═════ Extracted information

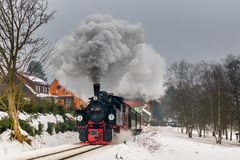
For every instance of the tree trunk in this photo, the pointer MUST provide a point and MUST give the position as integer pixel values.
(189, 132)
(226, 134)
(219, 138)
(13, 113)
(200, 132)
(231, 130)
(204, 132)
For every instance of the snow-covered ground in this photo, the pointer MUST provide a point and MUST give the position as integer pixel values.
(8, 147)
(156, 143)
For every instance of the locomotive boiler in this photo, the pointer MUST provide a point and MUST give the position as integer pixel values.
(105, 115)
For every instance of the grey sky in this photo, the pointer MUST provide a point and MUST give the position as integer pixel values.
(178, 29)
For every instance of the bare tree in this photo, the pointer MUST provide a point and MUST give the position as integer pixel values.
(19, 43)
(183, 79)
(232, 65)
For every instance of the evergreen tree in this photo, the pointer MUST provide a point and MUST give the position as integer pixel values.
(35, 68)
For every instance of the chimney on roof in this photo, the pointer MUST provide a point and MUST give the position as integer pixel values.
(96, 88)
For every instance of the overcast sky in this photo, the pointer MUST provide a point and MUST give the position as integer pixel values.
(178, 29)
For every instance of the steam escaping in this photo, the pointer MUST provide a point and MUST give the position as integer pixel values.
(112, 52)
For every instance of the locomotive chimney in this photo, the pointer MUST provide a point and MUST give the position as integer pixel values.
(96, 87)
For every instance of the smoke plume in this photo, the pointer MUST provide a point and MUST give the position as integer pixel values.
(111, 52)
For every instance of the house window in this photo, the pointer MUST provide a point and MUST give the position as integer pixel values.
(38, 89)
(68, 101)
(45, 89)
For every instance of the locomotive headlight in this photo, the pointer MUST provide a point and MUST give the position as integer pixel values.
(111, 117)
(80, 118)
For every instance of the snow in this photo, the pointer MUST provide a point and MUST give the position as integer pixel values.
(155, 143)
(40, 95)
(3, 115)
(9, 148)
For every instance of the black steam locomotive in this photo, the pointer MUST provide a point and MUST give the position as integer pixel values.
(105, 115)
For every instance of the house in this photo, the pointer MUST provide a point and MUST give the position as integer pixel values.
(142, 108)
(34, 87)
(64, 96)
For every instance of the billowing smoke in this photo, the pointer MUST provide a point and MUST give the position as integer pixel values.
(111, 52)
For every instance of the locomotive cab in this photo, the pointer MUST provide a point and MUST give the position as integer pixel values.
(105, 114)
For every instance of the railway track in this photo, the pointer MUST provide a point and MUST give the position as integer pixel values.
(67, 153)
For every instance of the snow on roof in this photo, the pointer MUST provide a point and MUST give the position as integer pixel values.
(144, 110)
(35, 79)
(40, 95)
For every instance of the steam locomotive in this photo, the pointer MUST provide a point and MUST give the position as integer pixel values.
(105, 115)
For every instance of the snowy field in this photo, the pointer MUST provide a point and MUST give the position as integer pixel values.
(156, 143)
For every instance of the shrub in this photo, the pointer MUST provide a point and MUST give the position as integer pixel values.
(5, 124)
(50, 128)
(71, 125)
(40, 129)
(28, 128)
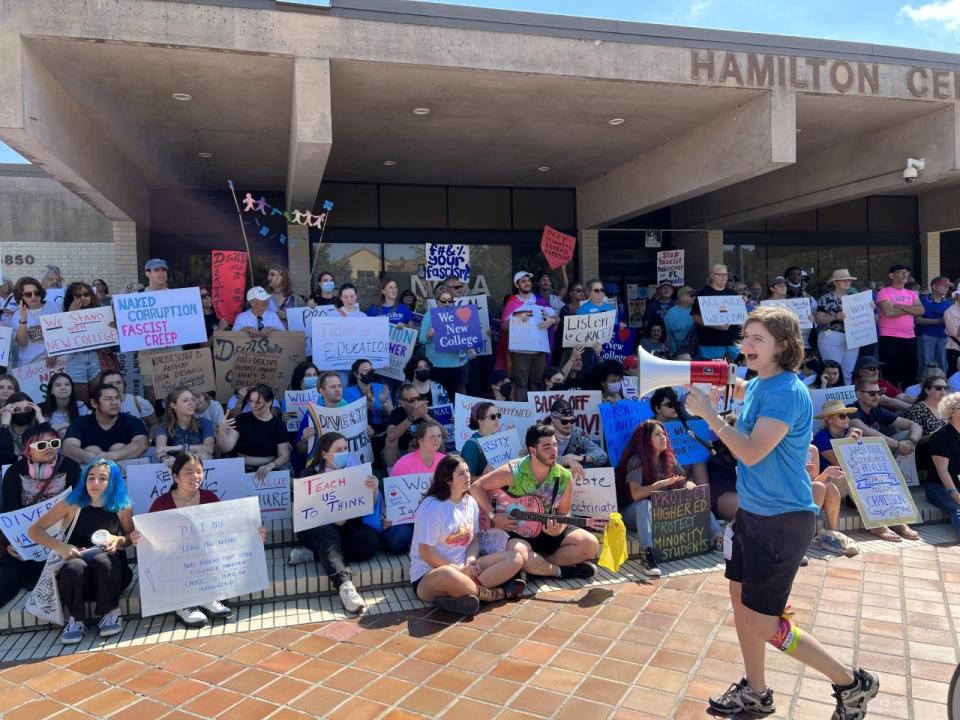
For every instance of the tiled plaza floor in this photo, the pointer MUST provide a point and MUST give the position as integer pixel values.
(628, 651)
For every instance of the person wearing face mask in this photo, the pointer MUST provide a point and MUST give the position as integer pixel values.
(39, 474)
(336, 545)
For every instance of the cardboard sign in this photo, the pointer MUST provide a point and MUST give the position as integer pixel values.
(594, 495)
(860, 323)
(286, 346)
(446, 260)
(670, 267)
(229, 275)
(587, 329)
(585, 404)
(331, 497)
(456, 329)
(15, 524)
(194, 555)
(876, 484)
(402, 495)
(681, 523)
(192, 369)
(557, 247)
(339, 341)
(722, 310)
(78, 330)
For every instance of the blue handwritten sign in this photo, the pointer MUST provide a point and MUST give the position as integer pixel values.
(456, 329)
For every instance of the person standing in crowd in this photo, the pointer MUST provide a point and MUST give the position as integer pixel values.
(895, 321)
(716, 341)
(777, 517)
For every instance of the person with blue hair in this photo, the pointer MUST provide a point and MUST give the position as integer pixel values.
(98, 513)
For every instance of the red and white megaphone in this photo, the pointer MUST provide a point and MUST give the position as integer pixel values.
(654, 373)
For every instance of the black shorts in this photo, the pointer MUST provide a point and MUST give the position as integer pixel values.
(767, 550)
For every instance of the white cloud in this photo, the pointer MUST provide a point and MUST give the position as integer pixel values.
(939, 12)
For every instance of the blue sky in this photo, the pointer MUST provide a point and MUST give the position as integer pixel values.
(926, 24)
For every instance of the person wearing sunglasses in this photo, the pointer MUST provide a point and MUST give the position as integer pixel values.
(39, 474)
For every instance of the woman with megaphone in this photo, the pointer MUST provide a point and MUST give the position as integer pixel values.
(776, 520)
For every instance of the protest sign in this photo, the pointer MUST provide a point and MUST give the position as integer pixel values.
(78, 330)
(586, 329)
(192, 369)
(456, 329)
(402, 494)
(198, 554)
(15, 524)
(860, 323)
(585, 404)
(798, 306)
(876, 484)
(670, 267)
(595, 494)
(286, 346)
(339, 341)
(446, 260)
(722, 310)
(33, 378)
(514, 416)
(681, 523)
(619, 420)
(331, 497)
(557, 247)
(147, 321)
(229, 275)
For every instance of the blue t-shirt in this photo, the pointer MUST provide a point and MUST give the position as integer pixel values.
(778, 483)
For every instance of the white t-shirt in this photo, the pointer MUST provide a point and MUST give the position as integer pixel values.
(447, 526)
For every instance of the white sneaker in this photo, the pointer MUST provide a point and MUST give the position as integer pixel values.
(191, 617)
(352, 602)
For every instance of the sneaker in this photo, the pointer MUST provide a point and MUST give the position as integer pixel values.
(352, 602)
(111, 623)
(740, 697)
(216, 610)
(73, 632)
(191, 617)
(299, 555)
(852, 700)
(467, 605)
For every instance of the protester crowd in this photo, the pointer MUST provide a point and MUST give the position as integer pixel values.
(463, 551)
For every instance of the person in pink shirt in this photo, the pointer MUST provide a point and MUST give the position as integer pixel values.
(897, 338)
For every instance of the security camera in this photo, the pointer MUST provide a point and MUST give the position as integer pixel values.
(913, 169)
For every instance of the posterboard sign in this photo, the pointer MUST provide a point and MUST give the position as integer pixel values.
(148, 321)
(722, 310)
(33, 378)
(229, 274)
(595, 494)
(331, 497)
(596, 328)
(585, 404)
(402, 495)
(192, 369)
(456, 329)
(557, 247)
(619, 420)
(15, 524)
(286, 346)
(340, 341)
(513, 416)
(78, 330)
(670, 267)
(876, 483)
(198, 554)
(798, 306)
(681, 523)
(860, 323)
(446, 260)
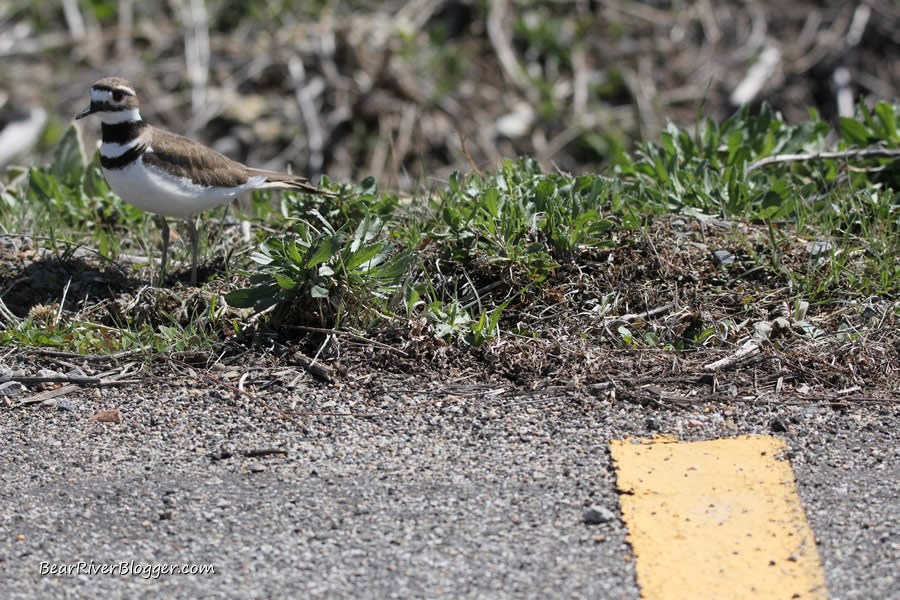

══════════

● **What to work on**
Express the items from the line containing "For every instance of the white sneaker" through the end of the items as a two-column CSV with the headers instruction and points. Use one row per item, each holding its text and its answer in a quoted field with line breaks replaced by spaces, and leave out the pictures.

● **Problem solution**
instruction,points
"For every instance of the white sneaker in this photo, the pointer MUST provide a point and MUST give the position as integer pixel values.","(191, 617) (352, 602)"
"For every instance of the sneaker in this photo, the pointer MUST provide a point and MUST give the position as integer pixel values.","(352, 602) (111, 623) (740, 697) (216, 610) (73, 632) (191, 617) (299, 555) (852, 700) (467, 605)"
"For every instance of the protester crowd in this photo, the pointer MUST provide a point and MUST give the position as integer pixel values.","(463, 551)"
"For every instance of the person in pink shirt in this photo, the pointer MUST provide a point and MUST give the position as integer pixel values.","(897, 338)"
"For every instance of the security camera in this photo, the pointer MUST provide a point and MUST give the position as integer pixel values.","(913, 169)"
"For every instance of the posterboard sign in this photo, the pointer MUST provide a point and MUST give the position as integer pixel values.","(148, 321) (722, 310) (33, 378) (229, 274) (595, 494) (331, 497) (596, 328) (585, 404) (402, 495) (192, 369) (456, 329) (557, 247) (619, 420) (15, 524) (286, 346) (340, 341) (513, 416) (78, 330) (670, 267) (876, 483) (198, 554) (798, 306) (681, 523) (860, 323) (446, 260)"